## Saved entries
▼

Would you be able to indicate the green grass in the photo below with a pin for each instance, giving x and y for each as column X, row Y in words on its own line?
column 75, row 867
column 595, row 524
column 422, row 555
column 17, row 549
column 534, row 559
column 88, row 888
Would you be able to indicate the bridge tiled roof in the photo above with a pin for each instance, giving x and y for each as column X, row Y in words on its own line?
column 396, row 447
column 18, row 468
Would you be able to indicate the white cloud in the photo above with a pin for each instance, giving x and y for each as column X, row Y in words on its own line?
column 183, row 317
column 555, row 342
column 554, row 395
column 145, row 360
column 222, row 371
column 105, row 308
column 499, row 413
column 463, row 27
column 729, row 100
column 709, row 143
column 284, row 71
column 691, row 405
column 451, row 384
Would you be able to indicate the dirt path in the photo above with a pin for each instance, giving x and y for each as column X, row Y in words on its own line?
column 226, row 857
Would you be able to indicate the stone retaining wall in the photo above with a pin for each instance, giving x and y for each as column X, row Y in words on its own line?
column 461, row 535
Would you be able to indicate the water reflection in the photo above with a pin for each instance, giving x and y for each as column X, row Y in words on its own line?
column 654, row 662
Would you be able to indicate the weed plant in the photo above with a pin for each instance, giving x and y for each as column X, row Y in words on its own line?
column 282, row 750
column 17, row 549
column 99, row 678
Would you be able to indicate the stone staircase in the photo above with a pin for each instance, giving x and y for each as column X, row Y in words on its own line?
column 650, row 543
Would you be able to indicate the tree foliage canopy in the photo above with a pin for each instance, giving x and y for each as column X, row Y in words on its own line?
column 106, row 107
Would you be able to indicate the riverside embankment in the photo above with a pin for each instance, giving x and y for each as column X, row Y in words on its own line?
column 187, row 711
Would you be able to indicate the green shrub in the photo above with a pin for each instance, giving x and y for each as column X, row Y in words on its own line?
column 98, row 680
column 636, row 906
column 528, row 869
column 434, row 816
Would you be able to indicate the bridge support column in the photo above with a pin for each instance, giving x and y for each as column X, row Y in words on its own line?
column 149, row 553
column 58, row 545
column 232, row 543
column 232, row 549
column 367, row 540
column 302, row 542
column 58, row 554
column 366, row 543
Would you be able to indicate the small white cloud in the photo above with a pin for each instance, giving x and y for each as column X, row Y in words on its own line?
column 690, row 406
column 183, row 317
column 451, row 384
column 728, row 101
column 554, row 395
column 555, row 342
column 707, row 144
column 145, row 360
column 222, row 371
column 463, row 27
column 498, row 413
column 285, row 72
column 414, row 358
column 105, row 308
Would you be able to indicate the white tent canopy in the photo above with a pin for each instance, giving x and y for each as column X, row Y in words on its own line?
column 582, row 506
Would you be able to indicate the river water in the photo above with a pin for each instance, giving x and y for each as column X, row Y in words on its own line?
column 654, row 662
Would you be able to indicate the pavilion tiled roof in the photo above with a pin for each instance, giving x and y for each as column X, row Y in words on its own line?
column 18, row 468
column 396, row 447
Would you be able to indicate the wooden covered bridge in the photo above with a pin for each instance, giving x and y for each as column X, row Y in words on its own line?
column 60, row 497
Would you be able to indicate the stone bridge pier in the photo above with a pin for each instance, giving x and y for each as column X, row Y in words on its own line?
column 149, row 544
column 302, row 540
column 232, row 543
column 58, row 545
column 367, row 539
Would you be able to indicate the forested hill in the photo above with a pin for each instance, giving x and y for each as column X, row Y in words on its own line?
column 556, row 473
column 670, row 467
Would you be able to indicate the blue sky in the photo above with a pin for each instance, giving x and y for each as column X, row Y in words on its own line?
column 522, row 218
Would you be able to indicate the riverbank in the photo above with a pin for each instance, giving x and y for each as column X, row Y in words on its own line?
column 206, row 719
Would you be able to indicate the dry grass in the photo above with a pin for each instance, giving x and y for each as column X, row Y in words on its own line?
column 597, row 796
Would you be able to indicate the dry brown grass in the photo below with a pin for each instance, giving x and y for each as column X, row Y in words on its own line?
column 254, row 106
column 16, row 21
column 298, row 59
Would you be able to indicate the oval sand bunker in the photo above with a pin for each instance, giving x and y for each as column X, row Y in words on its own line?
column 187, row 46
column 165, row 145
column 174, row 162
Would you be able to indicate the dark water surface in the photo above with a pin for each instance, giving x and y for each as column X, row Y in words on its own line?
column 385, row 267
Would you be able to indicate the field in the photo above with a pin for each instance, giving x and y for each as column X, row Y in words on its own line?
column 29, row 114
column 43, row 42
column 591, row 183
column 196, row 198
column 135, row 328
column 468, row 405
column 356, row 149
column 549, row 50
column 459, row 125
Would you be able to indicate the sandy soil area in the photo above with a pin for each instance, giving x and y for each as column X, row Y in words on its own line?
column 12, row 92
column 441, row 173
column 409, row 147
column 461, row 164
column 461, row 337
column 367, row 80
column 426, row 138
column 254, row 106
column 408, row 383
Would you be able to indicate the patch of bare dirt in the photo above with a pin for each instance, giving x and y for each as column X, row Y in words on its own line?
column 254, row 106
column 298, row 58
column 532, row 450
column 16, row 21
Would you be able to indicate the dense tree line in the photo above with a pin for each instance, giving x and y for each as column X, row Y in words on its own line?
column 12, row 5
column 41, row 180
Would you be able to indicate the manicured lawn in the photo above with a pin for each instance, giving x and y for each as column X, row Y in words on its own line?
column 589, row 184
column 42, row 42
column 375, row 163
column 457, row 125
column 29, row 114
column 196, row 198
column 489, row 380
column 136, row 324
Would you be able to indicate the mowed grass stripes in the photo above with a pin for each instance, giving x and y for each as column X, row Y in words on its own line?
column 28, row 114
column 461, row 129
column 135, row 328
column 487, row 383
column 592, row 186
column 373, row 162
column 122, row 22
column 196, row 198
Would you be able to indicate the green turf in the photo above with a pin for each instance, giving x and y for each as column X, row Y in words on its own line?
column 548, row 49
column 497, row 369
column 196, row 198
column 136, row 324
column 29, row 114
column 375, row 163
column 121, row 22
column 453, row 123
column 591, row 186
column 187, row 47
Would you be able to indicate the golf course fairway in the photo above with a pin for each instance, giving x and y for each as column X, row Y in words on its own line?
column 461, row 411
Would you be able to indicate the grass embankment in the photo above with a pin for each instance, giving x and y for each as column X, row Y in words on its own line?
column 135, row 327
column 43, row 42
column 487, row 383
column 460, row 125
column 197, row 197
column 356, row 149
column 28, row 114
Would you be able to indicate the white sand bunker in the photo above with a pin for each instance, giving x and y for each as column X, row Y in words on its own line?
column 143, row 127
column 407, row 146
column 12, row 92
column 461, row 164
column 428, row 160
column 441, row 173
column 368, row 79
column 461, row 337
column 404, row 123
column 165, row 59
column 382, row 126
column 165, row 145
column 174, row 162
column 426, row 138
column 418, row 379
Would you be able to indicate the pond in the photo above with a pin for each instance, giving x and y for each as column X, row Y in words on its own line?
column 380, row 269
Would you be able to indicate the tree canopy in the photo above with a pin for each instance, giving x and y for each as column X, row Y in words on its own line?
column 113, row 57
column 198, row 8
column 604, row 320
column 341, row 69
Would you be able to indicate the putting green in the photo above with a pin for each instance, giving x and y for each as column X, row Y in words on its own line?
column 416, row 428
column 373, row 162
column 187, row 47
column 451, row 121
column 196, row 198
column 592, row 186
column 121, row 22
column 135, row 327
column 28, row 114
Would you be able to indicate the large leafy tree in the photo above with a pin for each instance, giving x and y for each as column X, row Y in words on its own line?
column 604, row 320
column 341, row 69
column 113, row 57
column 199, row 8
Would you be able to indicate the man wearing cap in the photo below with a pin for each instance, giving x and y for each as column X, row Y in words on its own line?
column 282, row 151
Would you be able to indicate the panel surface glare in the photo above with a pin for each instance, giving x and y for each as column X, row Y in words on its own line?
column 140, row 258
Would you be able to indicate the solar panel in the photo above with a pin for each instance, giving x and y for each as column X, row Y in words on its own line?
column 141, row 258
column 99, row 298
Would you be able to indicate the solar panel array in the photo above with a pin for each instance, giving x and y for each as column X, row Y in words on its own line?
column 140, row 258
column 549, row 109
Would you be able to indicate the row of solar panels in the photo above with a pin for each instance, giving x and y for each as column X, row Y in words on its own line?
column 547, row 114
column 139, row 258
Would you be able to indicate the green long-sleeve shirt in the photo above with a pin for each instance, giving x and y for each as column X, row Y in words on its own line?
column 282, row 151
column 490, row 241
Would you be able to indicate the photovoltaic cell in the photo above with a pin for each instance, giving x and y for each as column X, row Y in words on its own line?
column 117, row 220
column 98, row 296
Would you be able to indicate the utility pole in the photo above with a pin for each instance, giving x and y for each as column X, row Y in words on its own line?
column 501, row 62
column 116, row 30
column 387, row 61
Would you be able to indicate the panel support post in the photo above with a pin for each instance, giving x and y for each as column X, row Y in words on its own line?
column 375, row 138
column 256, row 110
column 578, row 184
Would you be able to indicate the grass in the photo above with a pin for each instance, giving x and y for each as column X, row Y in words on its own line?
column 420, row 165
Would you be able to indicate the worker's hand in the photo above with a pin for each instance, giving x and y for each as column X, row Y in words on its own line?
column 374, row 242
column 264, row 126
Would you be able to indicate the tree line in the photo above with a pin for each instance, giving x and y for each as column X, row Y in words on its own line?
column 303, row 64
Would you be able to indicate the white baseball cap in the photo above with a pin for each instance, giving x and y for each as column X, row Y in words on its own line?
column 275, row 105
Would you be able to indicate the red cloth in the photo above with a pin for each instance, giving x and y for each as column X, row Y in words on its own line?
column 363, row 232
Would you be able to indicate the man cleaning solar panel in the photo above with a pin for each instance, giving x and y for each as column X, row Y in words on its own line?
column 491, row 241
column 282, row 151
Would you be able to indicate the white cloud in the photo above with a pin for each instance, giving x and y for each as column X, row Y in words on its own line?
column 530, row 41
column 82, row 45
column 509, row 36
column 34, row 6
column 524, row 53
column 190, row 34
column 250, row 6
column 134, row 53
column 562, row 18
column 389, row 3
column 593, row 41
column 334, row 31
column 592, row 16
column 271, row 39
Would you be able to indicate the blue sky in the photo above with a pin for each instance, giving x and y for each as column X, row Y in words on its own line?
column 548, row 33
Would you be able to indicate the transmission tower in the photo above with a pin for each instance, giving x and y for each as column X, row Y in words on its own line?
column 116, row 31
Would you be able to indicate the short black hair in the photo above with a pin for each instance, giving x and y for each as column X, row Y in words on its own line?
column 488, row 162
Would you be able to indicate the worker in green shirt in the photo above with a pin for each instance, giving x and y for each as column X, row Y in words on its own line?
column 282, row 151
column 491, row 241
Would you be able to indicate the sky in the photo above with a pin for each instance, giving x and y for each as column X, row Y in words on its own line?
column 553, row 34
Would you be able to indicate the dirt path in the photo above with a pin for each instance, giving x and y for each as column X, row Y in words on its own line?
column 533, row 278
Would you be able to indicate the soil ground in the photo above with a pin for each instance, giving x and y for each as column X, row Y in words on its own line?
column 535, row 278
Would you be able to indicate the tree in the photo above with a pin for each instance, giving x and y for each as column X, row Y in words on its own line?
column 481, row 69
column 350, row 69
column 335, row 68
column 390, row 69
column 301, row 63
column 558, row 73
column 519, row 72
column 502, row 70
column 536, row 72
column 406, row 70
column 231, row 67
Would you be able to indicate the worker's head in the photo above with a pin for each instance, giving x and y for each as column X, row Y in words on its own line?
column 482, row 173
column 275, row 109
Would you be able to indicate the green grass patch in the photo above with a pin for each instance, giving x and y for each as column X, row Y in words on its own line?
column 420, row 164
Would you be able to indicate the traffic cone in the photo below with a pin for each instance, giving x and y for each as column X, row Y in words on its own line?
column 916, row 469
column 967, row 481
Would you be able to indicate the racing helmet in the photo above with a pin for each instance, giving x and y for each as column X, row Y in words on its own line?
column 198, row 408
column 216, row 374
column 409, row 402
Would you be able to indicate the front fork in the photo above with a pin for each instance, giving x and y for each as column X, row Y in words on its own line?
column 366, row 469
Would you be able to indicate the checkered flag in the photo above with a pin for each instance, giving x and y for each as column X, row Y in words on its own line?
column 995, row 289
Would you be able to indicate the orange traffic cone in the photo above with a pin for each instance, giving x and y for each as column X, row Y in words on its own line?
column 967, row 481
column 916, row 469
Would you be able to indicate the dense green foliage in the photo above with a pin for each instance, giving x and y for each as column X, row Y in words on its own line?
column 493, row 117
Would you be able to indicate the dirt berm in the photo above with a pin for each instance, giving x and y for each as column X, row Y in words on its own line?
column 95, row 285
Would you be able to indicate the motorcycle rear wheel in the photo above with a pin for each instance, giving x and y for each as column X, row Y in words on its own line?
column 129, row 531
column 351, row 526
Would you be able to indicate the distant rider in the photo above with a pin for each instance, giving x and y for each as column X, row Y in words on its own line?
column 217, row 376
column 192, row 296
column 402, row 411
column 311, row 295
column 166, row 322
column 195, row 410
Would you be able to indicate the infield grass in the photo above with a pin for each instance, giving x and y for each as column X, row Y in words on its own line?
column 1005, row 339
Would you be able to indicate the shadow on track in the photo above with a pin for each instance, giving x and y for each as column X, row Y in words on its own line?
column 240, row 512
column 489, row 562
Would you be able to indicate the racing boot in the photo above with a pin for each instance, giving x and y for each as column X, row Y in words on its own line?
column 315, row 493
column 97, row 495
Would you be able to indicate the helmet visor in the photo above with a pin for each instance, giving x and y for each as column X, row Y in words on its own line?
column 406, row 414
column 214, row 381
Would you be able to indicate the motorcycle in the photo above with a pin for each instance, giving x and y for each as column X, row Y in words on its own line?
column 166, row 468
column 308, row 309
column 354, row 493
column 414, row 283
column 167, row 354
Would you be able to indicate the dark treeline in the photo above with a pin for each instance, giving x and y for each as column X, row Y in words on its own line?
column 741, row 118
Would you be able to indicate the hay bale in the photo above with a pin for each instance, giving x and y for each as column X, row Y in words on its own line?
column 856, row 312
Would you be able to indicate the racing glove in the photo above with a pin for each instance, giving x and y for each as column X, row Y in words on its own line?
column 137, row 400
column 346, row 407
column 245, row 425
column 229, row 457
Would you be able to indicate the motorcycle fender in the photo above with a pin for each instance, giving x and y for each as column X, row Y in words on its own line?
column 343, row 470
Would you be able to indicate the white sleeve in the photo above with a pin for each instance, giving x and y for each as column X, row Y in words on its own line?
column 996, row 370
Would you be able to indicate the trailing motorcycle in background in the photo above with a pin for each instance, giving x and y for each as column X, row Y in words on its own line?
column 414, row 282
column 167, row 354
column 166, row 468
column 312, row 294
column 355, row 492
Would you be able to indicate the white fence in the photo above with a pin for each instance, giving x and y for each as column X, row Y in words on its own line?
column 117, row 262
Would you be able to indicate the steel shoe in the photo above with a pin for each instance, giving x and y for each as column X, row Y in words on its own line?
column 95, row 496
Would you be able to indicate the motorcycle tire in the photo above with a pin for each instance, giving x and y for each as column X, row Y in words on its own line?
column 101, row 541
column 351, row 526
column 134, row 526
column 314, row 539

▲

## Given task
Retype everything above from the line containing "Would you be able to indicate the white fence" down to the line containing "column 95, row 496", with both of those lines included, and change nothing.

## Answer below
Would you be able to indicate the white fence in the photo above with a pin for each instance, giving x and y for each as column X, row Y in words on its own line?
column 117, row 262
Would you be able to indicate the steel shoe in the photo above with a pin for each instance, giving x and y for each as column X, row Y in words on its own line?
column 95, row 496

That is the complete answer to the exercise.